What you need to do
Pick out each line in the entries below that contains the string "pine", and copy those lines.

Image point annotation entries
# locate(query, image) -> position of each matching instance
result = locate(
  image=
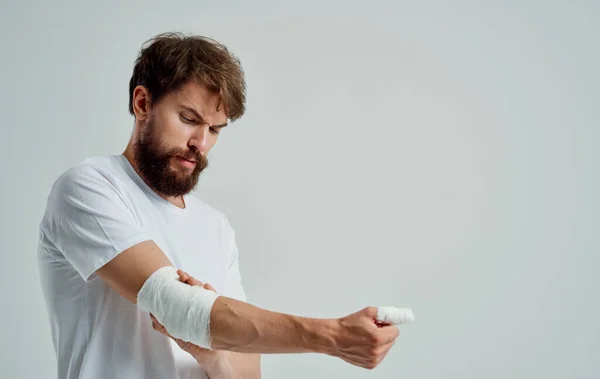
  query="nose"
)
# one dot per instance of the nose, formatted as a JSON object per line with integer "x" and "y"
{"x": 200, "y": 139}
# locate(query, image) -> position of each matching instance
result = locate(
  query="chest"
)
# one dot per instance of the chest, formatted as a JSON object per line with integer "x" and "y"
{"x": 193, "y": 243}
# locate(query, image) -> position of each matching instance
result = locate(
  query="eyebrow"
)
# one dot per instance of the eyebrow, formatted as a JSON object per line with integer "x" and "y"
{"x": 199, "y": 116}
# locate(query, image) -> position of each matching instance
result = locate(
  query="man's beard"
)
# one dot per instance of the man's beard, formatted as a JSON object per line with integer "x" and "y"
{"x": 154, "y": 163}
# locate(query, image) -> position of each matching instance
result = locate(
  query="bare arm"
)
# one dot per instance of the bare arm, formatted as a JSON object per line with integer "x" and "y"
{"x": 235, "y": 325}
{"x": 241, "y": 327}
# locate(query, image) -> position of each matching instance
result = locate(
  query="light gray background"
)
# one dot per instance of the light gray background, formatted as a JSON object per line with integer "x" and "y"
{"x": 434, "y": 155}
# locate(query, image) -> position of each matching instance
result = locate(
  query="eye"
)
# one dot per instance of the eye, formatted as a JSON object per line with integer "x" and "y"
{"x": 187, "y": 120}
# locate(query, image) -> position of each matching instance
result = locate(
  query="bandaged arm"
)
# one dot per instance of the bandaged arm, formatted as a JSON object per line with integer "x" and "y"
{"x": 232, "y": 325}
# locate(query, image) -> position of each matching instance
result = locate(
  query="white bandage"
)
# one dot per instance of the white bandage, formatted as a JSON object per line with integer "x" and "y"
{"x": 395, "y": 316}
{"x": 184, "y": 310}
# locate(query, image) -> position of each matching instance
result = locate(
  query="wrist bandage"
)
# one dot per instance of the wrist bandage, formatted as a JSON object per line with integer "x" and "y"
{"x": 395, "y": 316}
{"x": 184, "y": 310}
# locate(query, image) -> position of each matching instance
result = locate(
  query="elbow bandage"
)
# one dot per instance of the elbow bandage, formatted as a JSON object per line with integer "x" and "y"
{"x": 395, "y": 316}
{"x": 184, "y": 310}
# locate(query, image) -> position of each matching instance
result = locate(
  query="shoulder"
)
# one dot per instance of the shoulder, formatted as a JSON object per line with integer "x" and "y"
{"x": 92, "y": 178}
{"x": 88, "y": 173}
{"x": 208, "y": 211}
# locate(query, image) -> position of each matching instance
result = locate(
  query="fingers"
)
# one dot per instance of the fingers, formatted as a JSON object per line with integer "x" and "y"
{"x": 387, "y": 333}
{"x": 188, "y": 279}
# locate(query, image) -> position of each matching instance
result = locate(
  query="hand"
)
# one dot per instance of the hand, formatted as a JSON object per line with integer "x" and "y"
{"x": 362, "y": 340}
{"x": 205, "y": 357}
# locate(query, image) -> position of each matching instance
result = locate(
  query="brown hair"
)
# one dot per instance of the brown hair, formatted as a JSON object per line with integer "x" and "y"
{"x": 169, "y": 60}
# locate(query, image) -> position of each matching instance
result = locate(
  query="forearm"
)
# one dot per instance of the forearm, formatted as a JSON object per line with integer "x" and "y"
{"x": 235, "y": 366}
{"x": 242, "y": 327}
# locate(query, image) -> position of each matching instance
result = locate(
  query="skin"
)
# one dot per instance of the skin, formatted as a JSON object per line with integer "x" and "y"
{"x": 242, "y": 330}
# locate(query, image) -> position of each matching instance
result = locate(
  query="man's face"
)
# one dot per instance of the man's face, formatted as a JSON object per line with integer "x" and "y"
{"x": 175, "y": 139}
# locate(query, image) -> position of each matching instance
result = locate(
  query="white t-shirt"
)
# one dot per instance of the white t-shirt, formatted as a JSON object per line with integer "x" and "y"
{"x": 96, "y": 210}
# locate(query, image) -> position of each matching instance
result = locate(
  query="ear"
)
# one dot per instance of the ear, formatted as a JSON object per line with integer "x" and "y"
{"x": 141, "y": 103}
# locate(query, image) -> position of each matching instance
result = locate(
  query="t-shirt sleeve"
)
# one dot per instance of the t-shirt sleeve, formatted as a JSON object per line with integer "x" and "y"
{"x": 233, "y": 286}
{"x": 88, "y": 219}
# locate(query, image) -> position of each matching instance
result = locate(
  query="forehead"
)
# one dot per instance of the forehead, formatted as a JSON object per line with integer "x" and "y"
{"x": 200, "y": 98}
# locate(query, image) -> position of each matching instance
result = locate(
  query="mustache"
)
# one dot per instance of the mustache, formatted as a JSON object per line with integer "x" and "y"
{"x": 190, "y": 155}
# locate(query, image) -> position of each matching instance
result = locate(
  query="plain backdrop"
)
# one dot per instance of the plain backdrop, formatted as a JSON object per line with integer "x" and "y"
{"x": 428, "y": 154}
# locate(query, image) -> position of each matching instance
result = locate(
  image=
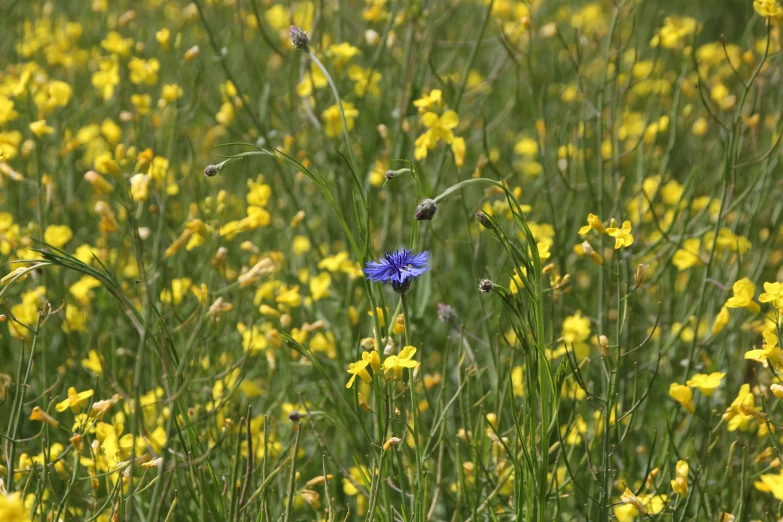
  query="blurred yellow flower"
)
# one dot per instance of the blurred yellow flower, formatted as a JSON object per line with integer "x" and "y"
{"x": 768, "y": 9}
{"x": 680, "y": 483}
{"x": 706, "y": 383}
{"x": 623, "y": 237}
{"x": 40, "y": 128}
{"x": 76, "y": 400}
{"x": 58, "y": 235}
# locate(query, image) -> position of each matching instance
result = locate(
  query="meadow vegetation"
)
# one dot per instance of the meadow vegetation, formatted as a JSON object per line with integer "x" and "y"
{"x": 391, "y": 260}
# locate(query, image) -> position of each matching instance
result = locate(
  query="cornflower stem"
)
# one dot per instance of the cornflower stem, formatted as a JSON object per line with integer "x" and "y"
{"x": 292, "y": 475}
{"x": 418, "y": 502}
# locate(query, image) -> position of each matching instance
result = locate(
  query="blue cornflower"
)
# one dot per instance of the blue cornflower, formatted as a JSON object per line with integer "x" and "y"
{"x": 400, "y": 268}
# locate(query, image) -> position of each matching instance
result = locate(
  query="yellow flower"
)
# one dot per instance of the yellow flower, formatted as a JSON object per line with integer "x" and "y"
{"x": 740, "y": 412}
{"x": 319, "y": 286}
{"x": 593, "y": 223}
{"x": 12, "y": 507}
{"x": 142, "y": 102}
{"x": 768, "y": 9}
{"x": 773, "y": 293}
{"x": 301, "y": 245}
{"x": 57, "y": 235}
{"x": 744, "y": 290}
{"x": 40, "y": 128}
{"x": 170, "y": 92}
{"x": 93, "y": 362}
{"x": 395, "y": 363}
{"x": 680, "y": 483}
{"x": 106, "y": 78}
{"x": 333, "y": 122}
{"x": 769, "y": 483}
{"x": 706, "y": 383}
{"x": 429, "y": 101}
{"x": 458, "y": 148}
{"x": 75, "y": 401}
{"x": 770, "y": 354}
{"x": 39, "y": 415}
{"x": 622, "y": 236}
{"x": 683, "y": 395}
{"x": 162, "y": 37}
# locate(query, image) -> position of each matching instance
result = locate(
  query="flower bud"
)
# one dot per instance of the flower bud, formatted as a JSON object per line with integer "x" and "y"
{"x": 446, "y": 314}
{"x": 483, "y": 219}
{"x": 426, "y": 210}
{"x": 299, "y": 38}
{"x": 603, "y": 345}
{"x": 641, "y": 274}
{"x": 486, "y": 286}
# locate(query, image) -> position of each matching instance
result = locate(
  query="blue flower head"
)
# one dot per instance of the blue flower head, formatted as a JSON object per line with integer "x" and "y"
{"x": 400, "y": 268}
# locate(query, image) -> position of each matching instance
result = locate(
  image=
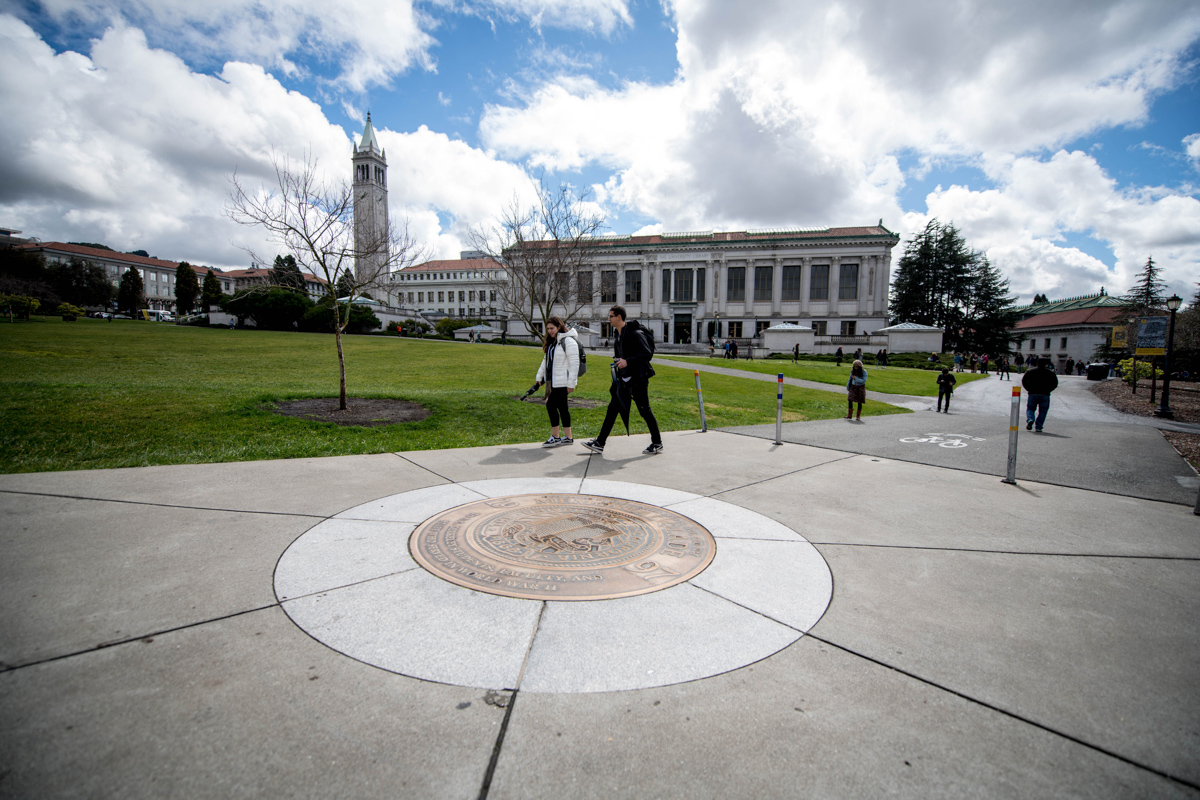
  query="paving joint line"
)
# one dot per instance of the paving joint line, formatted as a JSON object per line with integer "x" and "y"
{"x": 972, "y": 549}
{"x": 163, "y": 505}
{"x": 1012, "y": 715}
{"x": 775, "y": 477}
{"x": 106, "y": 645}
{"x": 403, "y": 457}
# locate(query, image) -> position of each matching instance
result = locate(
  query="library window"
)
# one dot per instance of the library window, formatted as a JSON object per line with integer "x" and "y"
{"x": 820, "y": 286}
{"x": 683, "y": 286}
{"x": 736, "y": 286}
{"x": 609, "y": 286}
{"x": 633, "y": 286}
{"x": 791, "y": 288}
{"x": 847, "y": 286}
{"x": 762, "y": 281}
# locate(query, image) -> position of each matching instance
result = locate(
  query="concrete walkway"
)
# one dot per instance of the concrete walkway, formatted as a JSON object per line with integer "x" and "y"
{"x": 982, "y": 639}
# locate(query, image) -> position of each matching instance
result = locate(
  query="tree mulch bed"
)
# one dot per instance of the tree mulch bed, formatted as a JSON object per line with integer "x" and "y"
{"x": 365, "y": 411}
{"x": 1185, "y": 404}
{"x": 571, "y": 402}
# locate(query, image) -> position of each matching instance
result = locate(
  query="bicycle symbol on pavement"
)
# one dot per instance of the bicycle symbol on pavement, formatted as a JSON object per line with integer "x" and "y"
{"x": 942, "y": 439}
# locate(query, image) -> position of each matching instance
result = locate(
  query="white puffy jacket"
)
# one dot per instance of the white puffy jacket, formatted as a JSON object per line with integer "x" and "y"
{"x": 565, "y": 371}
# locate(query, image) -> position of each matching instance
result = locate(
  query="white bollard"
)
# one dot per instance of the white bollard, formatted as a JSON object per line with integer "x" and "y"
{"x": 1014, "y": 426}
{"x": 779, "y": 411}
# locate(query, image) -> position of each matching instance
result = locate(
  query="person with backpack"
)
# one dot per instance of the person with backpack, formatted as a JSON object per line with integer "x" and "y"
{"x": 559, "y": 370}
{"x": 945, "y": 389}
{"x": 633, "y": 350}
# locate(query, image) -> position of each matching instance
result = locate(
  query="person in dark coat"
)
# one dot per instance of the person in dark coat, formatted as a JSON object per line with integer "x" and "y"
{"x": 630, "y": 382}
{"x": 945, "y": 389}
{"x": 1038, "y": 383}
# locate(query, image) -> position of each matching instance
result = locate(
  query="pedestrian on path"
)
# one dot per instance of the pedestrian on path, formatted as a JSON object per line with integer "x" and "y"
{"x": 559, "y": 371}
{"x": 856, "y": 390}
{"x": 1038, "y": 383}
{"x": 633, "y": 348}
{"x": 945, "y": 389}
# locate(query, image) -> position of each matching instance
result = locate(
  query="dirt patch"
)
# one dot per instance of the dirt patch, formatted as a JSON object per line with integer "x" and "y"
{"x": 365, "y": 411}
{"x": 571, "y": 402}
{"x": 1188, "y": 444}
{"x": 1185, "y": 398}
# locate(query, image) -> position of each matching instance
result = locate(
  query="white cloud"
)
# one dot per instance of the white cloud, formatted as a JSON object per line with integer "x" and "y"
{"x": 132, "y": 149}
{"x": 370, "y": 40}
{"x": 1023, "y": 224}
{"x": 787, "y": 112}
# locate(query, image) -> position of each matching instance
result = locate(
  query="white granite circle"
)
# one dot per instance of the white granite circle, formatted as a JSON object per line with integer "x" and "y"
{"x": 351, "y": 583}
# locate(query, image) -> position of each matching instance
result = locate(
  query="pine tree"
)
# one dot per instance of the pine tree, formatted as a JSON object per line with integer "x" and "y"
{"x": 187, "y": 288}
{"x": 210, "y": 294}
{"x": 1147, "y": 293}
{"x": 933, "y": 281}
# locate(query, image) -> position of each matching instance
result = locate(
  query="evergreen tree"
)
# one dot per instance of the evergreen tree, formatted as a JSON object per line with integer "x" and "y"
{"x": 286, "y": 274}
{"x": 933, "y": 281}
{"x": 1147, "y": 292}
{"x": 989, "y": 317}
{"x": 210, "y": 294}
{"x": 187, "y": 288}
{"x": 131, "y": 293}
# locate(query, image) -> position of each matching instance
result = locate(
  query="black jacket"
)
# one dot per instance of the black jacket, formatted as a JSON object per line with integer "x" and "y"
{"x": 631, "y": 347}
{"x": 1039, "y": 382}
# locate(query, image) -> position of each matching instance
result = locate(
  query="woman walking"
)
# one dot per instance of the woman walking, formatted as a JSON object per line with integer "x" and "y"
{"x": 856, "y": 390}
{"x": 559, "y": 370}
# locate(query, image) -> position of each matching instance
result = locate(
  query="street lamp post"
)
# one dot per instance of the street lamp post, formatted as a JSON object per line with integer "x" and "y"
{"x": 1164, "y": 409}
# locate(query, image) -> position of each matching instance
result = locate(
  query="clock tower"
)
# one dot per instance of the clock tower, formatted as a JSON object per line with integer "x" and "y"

The response
  query="pine tree"
# one dot per instance of the pine tree, formatted as a JSON object per line with integer "x" and "y"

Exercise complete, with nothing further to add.